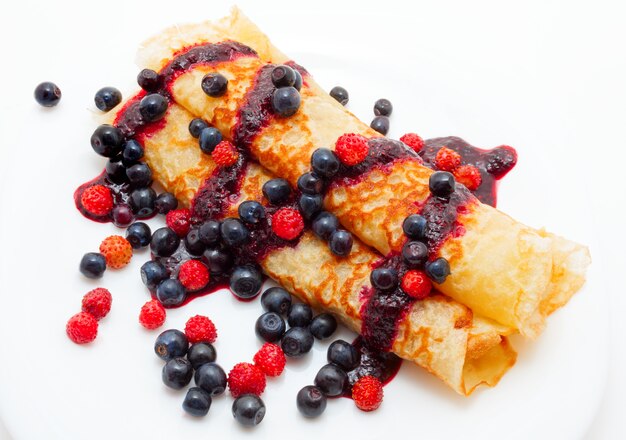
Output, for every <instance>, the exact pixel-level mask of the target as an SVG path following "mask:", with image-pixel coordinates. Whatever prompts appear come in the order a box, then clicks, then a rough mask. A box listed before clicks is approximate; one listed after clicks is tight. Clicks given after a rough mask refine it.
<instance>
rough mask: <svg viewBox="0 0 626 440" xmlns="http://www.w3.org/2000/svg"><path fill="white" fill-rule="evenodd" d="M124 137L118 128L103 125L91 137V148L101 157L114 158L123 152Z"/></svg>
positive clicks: (105, 125)
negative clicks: (120, 152) (120, 153)
mask: <svg viewBox="0 0 626 440" xmlns="http://www.w3.org/2000/svg"><path fill="white" fill-rule="evenodd" d="M123 145H124V135H123V134H122V132H121V131H120V130H119V128H117V127H113V126H112V125H108V124H102V125H101V126H99V127H98V128H96V129H95V130H94V132H93V134H92V135H91V147H92V148H93V150H94V151H95V152H96V153H98V154H99V155H100V156H104V157H113V156H117V155H118V154H119V153H120V152H121V151H122V146H123Z"/></svg>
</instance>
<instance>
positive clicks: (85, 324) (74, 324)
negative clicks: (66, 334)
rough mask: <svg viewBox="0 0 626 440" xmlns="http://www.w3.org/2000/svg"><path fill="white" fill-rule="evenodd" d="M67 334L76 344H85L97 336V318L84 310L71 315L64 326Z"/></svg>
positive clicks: (90, 340) (90, 341)
mask: <svg viewBox="0 0 626 440" xmlns="http://www.w3.org/2000/svg"><path fill="white" fill-rule="evenodd" d="M65 331H66V332H67V336H68V337H69V338H70V339H71V340H72V342H75V343H77V344H87V343H88V342H91V341H93V340H94V339H96V336H98V320H96V318H94V317H93V316H92V315H90V314H89V313H86V312H80V313H77V314H75V315H74V316H72V317H71V318H70V319H69V321H67V325H66V326H65Z"/></svg>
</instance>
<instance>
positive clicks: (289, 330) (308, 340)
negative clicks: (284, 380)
mask: <svg viewBox="0 0 626 440" xmlns="http://www.w3.org/2000/svg"><path fill="white" fill-rule="evenodd" d="M313 341H314V339H313V335H312V334H311V331H310V330H309V329H308V328H303V327H293V328H290V329H289V330H287V331H286V332H285V334H284V335H283V338H282V339H281V340H280V346H281V348H282V349H283V352H284V353H285V356H289V357H296V358H297V357H301V356H304V355H305V354H306V353H308V352H309V351H311V348H313Z"/></svg>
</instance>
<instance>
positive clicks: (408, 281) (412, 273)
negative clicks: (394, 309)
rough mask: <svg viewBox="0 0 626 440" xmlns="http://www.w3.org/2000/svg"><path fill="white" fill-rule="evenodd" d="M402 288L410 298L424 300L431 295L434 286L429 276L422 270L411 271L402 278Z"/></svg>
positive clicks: (401, 283) (402, 289) (407, 273)
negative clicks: (424, 272)
mask: <svg viewBox="0 0 626 440" xmlns="http://www.w3.org/2000/svg"><path fill="white" fill-rule="evenodd" d="M401 287H402V290H403V291H404V293H406V294H407V295H409V296H410V297H412V298H416V299H424V298H426V297H427V296H428V295H430V290H431V289H432V287H433V285H432V283H431V282H430V279H429V278H428V276H427V275H426V274H425V273H424V272H422V271H421V270H409V271H408V272H407V273H405V274H404V276H403V277H402V283H401Z"/></svg>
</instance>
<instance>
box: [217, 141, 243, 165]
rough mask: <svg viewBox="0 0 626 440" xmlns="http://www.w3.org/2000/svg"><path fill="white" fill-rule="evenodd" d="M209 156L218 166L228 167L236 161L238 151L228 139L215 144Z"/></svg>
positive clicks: (236, 159)
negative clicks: (210, 157) (227, 139)
mask: <svg viewBox="0 0 626 440" xmlns="http://www.w3.org/2000/svg"><path fill="white" fill-rule="evenodd" d="M211 157H212V158H213V160H214V161H215V163H216V164H217V166H219V167H230V166H232V165H235V164H236V163H237V160H238V159H239V152H238V151H237V149H236V148H235V146H234V145H233V144H231V143H230V142H228V141H222V142H220V143H219V144H217V145H216V146H215V149H214V150H213V152H212V153H211Z"/></svg>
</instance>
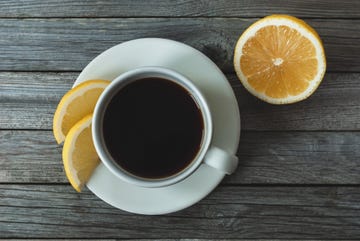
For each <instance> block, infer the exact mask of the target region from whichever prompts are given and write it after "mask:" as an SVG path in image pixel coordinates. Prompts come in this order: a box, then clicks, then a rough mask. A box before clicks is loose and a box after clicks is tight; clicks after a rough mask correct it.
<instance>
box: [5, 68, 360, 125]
mask: <svg viewBox="0 0 360 241" xmlns="http://www.w3.org/2000/svg"><path fill="white" fill-rule="evenodd" d="M78 74H79V73H78V72H71V73H56V72H55V73H47V72H0V105H1V108H0V129H48V130H50V129H52V118H53V113H54V112H55V109H56V106H57V104H58V102H59V101H60V99H61V97H62V96H63V94H64V93H65V92H66V91H68V90H69V89H70V88H71V86H72V84H73V82H74V80H75V79H76V77H77V75H78ZM227 76H228V79H229V81H230V83H231V85H232V87H233V89H234V91H235V94H236V96H237V99H238V103H239V108H240V112H241V125H242V129H243V130H256V131H260V130H267V131H268V130H281V131H283V130H359V129H360V99H359V91H360V82H359V80H360V74H359V73H329V74H326V75H325V79H324V80H323V82H322V84H321V85H320V87H319V89H318V90H317V91H316V92H315V93H314V94H313V96H311V97H310V98H309V99H307V100H305V101H302V102H300V103H297V104H293V105H283V106H275V105H270V104H267V103H265V102H263V101H260V100H258V99H257V98H255V97H254V96H252V95H251V94H249V93H248V92H247V91H246V90H245V89H244V87H243V86H242V85H241V83H240V82H239V80H238V79H237V77H236V76H235V75H234V74H228V75H227Z"/></svg>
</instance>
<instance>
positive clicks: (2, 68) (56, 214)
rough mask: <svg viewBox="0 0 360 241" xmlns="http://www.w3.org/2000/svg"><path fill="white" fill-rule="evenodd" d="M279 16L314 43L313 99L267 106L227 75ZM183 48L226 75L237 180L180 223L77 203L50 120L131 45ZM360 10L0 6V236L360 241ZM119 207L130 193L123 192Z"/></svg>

Activity:
Rewrite every item above, swapping "rough mask" for "coarse mask" wherever it occurs and keeping all else unchanged. Leave the pictures out.

Completed exercise:
Output, for every <instance>, the exact pixel-level mask of the target as an SVG path following "mask:", with image-pixel coordinates. Whatever prompts appear come in the order a box, then clicks, then a coarse mask. A box listed before clicks is approximate; one listed after clicks is tight. Clicks given after a coarse mask refine it.
<instance>
coarse mask: <svg viewBox="0 0 626 440" xmlns="http://www.w3.org/2000/svg"><path fill="white" fill-rule="evenodd" d="M124 137L118 128L103 125L91 137V148L101 157L114 158L123 152Z"/></svg>
positive clicks: (105, 125)
negative clicks: (120, 152) (120, 153)
mask: <svg viewBox="0 0 626 440" xmlns="http://www.w3.org/2000/svg"><path fill="white" fill-rule="evenodd" d="M123 145H124V135H123V134H122V132H121V131H120V130H119V128H117V127H113V126H112V125H108V124H102V125H101V126H99V127H98V128H96V129H95V130H94V132H93V134H92V135H91V147H92V148H93V150H94V151H95V152H96V153H98V154H99V155H100V156H104V157H113V156H117V155H118V154H119V153H120V152H121V151H122V146H123Z"/></svg>
</instance>
<instance>
positive clicks: (85, 324) (74, 324)
negative clicks: (66, 334)
coarse mask: <svg viewBox="0 0 626 440" xmlns="http://www.w3.org/2000/svg"><path fill="white" fill-rule="evenodd" d="M67 334L76 344H85L97 336V318L84 310L71 315L64 326Z"/></svg>
positive clicks: (90, 340) (90, 341)
mask: <svg viewBox="0 0 626 440" xmlns="http://www.w3.org/2000/svg"><path fill="white" fill-rule="evenodd" d="M65 331H66V332H67V336H68V337H69V338H70V339H71V340H72V342H75V343H77V344H87V343H88V342H91V341H93V340H94V339H96V336H98V320H96V318H94V317H93V316H92V315H90V314H89V313H86V312H80V313H77V314H75V315H74V316H72V317H71V318H70V319H69V321H67V325H66V326H65Z"/></svg>
</instance>
<instance>
positive clicks: (289, 330) (308, 340)
negative clicks: (284, 380)
mask: <svg viewBox="0 0 626 440" xmlns="http://www.w3.org/2000/svg"><path fill="white" fill-rule="evenodd" d="M313 341H314V339H313V335H312V334H311V331H310V330H309V329H308V328H303V327H293V328H290V329H289V330H287V331H286V332H285V334H284V335H283V338H282V339H281V340H280V346H281V348H282V349H283V352H284V353H285V356H289V357H296V358H297V357H301V356H304V355H305V354H306V353H308V352H309V351H311V348H313Z"/></svg>
</instance>
<instance>
positive clicks: (408, 281) (412, 273)
negative clicks: (394, 309)
coarse mask: <svg viewBox="0 0 626 440" xmlns="http://www.w3.org/2000/svg"><path fill="white" fill-rule="evenodd" d="M402 288L410 298L424 300L431 295L434 286L429 276L422 270L411 271L402 278Z"/></svg>
positive clicks: (401, 283) (402, 289) (407, 273)
negative clicks: (424, 272)
mask: <svg viewBox="0 0 626 440" xmlns="http://www.w3.org/2000/svg"><path fill="white" fill-rule="evenodd" d="M401 287H402V290H403V291H404V293H406V294H407V295H409V296H410V297H412V298H416V299H424V298H426V297H427V296H428V295H430V290H431V289H432V287H433V285H432V283H431V282H430V279H429V278H428V276H427V275H426V274H425V273H424V272H422V271H421V270H409V271H408V272H407V273H405V274H404V276H403V277H402V283H401Z"/></svg>
</instance>
<instance>
box: [217, 141, 243, 165]
coarse mask: <svg viewBox="0 0 626 440" xmlns="http://www.w3.org/2000/svg"><path fill="white" fill-rule="evenodd" d="M209 156L218 166L228 167L236 161L238 151L228 139L215 144Z"/></svg>
positive clicks: (236, 159)
negative clicks: (210, 157) (227, 139)
mask: <svg viewBox="0 0 626 440" xmlns="http://www.w3.org/2000/svg"><path fill="white" fill-rule="evenodd" d="M211 157H212V158H213V160H214V161H215V163H216V164H217V166H219V167H230V166H232V165H235V164H236V163H237V160H238V159H239V152H238V151H237V149H236V148H235V146H234V145H233V144H231V143H230V142H228V141H222V142H220V143H219V144H217V145H216V146H215V149H214V150H213V152H212V153H211Z"/></svg>
</instance>
For each <instance> block, infer the exact mask of the target region from whichever prompts are given and write it after "mask:" as an SVG path in image pixel coordinates. Prompts come in this order: a box, then clicks, then a coarse mask. A box before clicks is loose and a box after clicks is tight; clicks after a coarse mask correct it.
<instance>
box: [5, 68, 360, 125]
mask: <svg viewBox="0 0 360 241" xmlns="http://www.w3.org/2000/svg"><path fill="white" fill-rule="evenodd" d="M78 74H79V73H78V72H71V73H56V72H55V73H47V72H0V105H1V108H0V129H48V130H50V129H52V118H53V113H54V112H55V109H56V106H57V104H58V102H59V101H60V99H61V97H62V96H63V94H64V93H65V92H66V91H68V90H69V89H70V88H71V86H72V84H73V82H74V80H75V79H76V77H77V75H78ZM227 76H228V79H229V81H230V83H231V85H232V87H233V89H234V91H235V94H236V96H237V99H238V103H239V108H240V112H241V125H242V129H243V130H256V131H260V130H267V131H268V130H281V131H283V130H359V129H360V99H359V91H360V82H359V80H360V74H359V73H329V74H326V75H325V79H324V80H323V82H322V84H321V85H320V87H319V89H318V90H317V91H316V92H315V93H314V94H313V96H311V97H310V98H309V99H307V100H305V101H302V102H300V103H297V104H293V105H283V106H275V105H270V104H267V103H265V102H263V101H260V100H258V99H257V98H255V97H254V96H252V95H251V94H249V93H248V92H247V91H246V90H245V89H244V87H243V86H242V85H241V83H240V82H239V80H238V79H237V77H236V76H235V75H234V74H228V75H227Z"/></svg>
</instance>
<instance>
positive clicks: (2, 68) (56, 214)
coarse mask: <svg viewBox="0 0 360 241" xmlns="http://www.w3.org/2000/svg"><path fill="white" fill-rule="evenodd" d="M279 16L314 43L313 99L267 106L227 75ZM183 48L226 75L237 180L180 223L77 203L50 120L131 45ZM360 10L0 6V236L360 241ZM119 207L130 193L123 192Z"/></svg>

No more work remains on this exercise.